Work to complete:
Translate this sentence from the forum thread below into Spanish: "The scrapers use that to hit up every individual commit, over and over and over."

Text to read:
Ugh, exposing it with cgit is why. Put it all behind an OAuth login using someth...

PaulDavisThe1st · 2026-02-11T19:46:54 1770839214

Using gitea does not help if you goal is to allow non-auth'ed read-only access to the repo from a web browser. The scrapers use that to hit up every individual commit, over and over and over.

We used nginx config to prevent access to individual commits, while still leaving the "rest" of what gitea makes available read-only for non-auth'ed access unaffected.

kstrauser · 2026-02-11T20:16:16 1770840976

Every commit. Every diff between 2 different commits. Every diff with different query parameters. Git blame for each line of each commit.

Imagine a task to enumerate every possible read-only command you could make against a Git repo, and then imagine a farm of scrapers running exactly one of them per IP address.

Ugh.

PaulDavisThe1st · 2026-02-11T20:33:21 1770842001

Ugh Ugh Ugh ... and endless ughs, when all they needed was "git clone" to get the whole thing and spend as much time and energy as they wanted analyzing it.

Detection annotation records:
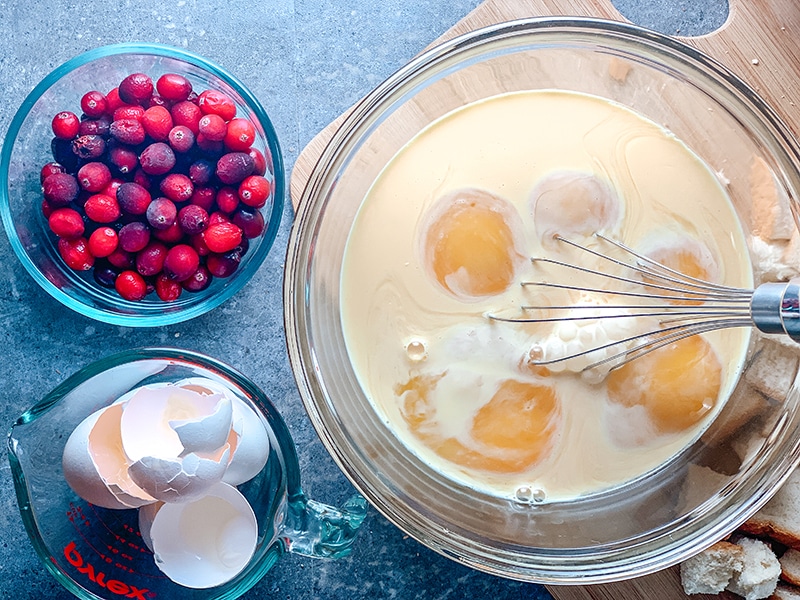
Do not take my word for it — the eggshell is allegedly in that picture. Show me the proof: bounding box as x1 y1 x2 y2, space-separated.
222 398 269 485
61 404 155 509
150 483 258 589
128 444 231 502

Task answer:
Los scrapers usan eso para acceder a cada commit individual, una y otra y otra vez.